[Try it] Please set down only the lines between the line containing "Target: grass field" and the end of the records, inclusive, exactly as they stand.

-------- Exercise input --------

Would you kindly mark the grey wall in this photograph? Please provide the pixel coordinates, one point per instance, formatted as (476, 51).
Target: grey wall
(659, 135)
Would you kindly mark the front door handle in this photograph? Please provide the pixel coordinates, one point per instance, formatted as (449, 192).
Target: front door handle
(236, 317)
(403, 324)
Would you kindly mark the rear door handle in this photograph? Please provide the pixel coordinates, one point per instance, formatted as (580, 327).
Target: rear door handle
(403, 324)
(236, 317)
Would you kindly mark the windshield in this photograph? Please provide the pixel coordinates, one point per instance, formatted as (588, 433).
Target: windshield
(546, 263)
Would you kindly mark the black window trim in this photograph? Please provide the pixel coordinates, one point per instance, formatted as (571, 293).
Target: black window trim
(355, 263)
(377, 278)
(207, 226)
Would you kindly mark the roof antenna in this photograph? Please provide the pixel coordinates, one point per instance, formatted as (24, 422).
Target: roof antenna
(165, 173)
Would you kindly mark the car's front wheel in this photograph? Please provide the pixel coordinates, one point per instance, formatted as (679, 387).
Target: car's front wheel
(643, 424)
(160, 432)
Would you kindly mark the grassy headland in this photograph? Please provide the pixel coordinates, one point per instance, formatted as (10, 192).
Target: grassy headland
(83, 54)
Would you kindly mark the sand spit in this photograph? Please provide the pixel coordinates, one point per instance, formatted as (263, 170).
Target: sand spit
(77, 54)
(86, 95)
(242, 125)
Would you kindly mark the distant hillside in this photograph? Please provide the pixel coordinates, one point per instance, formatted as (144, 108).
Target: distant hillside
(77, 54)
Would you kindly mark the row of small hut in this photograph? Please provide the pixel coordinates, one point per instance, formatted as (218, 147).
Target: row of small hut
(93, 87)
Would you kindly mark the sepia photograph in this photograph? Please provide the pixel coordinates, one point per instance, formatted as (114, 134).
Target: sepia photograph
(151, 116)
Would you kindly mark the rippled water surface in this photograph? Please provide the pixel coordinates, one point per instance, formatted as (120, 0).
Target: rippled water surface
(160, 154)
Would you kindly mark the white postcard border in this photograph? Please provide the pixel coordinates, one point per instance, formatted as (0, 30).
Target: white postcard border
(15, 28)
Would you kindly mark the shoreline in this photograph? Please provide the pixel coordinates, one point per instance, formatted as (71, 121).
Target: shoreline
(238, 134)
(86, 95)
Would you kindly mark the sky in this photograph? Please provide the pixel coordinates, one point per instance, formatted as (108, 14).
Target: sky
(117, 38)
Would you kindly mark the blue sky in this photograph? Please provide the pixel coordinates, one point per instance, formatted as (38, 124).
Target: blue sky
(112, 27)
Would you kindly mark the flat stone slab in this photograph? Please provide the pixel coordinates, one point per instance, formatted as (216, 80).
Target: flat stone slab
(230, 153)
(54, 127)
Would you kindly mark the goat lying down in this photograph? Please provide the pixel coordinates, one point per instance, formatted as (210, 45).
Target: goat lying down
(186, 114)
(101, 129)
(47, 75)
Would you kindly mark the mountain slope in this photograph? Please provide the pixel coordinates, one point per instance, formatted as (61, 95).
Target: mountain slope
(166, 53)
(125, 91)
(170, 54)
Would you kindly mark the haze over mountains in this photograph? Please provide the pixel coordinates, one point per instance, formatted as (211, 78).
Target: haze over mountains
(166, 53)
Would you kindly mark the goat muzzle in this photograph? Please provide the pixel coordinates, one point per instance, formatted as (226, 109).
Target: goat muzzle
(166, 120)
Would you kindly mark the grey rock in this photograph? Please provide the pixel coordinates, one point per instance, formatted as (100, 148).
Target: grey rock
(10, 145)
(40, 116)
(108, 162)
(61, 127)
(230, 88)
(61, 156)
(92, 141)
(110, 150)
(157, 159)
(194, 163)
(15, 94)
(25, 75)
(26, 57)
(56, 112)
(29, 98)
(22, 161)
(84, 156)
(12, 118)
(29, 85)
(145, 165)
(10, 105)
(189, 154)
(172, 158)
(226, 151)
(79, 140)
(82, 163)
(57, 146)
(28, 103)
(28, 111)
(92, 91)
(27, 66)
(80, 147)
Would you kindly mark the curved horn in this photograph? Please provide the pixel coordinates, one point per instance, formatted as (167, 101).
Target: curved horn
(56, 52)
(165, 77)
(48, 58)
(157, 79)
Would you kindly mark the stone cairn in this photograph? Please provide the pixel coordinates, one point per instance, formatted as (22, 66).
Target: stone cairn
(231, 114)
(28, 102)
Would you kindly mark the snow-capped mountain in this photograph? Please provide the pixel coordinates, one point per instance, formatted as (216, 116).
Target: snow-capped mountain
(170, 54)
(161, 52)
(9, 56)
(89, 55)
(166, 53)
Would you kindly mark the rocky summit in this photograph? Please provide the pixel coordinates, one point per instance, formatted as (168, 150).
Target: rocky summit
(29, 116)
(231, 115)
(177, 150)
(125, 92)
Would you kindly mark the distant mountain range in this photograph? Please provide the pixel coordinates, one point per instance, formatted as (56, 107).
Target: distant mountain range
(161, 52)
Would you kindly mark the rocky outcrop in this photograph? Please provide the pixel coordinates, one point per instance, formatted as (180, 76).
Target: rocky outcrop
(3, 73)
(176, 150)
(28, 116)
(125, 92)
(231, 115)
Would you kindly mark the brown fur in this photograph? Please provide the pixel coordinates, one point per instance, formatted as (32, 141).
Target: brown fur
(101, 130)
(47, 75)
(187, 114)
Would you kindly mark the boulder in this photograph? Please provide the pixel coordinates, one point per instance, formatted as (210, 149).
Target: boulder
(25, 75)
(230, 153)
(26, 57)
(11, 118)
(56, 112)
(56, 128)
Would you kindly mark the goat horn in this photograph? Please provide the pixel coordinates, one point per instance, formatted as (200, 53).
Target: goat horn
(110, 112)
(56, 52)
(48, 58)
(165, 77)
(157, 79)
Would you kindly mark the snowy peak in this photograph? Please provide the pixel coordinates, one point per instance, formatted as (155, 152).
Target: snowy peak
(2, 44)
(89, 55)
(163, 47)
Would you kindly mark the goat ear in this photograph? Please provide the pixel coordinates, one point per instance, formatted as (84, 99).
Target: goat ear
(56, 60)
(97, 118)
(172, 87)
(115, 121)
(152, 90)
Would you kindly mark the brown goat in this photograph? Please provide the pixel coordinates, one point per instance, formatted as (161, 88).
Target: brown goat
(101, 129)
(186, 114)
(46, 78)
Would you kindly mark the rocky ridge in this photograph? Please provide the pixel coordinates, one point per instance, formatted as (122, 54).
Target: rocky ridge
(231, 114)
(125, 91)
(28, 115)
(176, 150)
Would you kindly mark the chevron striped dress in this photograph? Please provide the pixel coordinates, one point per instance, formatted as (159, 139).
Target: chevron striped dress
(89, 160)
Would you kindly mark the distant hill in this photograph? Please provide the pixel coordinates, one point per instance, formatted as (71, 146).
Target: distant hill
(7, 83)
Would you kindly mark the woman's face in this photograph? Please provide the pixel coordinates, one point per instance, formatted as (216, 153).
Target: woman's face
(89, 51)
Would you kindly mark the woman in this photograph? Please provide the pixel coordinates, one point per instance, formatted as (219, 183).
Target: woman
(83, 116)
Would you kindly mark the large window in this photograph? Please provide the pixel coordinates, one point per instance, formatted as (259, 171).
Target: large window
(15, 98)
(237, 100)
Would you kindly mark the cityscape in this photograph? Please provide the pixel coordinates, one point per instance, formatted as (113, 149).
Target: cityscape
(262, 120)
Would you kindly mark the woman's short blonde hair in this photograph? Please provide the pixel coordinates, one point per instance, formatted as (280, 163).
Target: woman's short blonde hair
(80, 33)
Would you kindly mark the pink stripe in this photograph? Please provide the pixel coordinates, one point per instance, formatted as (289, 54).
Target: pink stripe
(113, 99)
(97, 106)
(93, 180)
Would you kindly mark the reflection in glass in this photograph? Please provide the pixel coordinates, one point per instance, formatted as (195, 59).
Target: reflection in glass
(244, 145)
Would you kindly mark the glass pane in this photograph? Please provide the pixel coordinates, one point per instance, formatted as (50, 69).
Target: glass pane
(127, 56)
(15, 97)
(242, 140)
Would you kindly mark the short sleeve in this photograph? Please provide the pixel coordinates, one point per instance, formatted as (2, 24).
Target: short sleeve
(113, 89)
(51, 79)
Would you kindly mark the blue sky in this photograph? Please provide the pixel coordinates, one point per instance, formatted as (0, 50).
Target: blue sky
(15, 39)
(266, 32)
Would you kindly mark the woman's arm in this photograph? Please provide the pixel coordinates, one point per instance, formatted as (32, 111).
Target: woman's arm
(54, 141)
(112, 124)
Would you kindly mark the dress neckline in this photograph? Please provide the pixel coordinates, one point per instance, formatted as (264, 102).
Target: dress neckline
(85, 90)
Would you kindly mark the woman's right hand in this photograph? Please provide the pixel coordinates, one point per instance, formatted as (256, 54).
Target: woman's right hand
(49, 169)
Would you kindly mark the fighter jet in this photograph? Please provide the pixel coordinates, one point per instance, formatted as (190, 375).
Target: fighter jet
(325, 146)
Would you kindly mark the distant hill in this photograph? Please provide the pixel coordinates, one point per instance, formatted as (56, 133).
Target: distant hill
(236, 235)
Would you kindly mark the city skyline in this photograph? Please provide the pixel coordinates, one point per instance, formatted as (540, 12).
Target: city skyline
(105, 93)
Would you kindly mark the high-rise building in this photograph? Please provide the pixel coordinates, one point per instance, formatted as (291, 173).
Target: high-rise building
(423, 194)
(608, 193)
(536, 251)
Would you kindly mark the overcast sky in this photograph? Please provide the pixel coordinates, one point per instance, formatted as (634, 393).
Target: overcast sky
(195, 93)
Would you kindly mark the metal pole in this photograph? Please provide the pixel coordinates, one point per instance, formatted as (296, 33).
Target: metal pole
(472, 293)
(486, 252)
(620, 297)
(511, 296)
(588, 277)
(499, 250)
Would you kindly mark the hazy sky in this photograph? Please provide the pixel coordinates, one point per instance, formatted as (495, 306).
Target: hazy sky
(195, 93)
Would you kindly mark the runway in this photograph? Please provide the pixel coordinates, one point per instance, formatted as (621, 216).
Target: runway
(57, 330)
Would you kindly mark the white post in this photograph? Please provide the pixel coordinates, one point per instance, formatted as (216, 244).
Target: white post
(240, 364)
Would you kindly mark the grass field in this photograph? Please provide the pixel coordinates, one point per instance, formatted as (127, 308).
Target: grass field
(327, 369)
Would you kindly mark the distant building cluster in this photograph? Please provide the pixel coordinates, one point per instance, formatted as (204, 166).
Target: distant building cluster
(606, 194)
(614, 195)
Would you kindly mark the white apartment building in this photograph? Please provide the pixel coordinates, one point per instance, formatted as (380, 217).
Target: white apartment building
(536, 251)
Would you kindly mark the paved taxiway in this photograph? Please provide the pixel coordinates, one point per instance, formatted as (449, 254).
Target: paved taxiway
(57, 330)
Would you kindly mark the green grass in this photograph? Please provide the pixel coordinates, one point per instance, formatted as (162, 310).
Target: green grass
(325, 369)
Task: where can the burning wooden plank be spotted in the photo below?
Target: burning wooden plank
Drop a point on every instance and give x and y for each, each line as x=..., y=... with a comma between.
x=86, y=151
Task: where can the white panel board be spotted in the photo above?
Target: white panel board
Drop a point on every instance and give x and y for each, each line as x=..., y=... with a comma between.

--------

[Result]
Target: grass field
(327, 369)
Would you kindly mark the distant building cluster in this photograph? Please provide the pixel coordinates, one point per instance, formatted as (204, 166).
Target: distant building cluster
(606, 194)
(614, 195)
Would you kindly mark the white apartment building in this photograph? Please provide the pixel coordinates, one point per instance, formatted as (380, 217).
Target: white apartment building
(536, 251)
Would you kindly mark the paved taxiway in this photograph? Please provide the pixel coordinates, one point per instance, formatted as (449, 254).
Target: paved taxiway
(57, 330)
Would you kindly mark the green grass in this photograph? Please provide the pixel coordinates, one point per instance, formatted as (162, 310).
Target: green grass
(325, 369)
Task: where can the burning wooden plank be spotted in the photo below?
Target: burning wooden plank
Drop a point on every instance and give x and y for each, each line as x=..., y=... with a comma between.
x=86, y=151
Task: where can the white panel board be spotted in the photo above?
Target: white panel board
Drop a point on every instance and give x and y for each, each line as x=..., y=... with a comma between.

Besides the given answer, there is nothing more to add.